■ DATA SUPPLIED
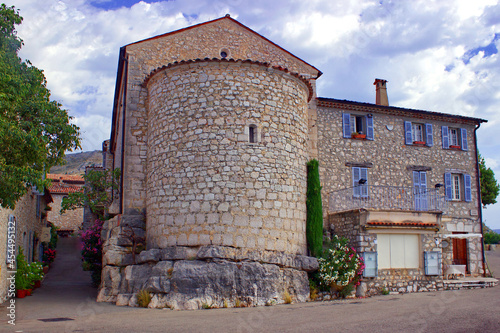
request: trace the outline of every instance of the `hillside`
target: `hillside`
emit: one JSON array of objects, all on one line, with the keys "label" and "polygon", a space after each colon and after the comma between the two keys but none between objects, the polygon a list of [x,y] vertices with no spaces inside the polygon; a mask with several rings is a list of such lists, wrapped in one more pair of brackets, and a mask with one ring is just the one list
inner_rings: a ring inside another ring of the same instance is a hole
[{"label": "hillside", "polygon": [[85,167],[91,165],[102,165],[102,152],[100,150],[66,154],[66,164],[52,167],[49,173],[83,175]]}]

■ AIM OF THE EXERCISE
Only one thing is wanted here, an exact copy of the lines from the first line above through the line containing "emit: one JSON", minus any picture.

■ RESULT FOR THIS TASK
request: trace the outline of every instance of the `hillside`
target: `hillside`
emit: one JSON array of objects, all on one line, with the keys "label" and "polygon", a space after each colon and after the comma between the two keys but none between objects, the polygon a list of [x,y] vertices with no spaces inside the polygon; a mask with several rings is a list of such lists, wrapped in one more pair of brackets, and a mask with one ring is just the one list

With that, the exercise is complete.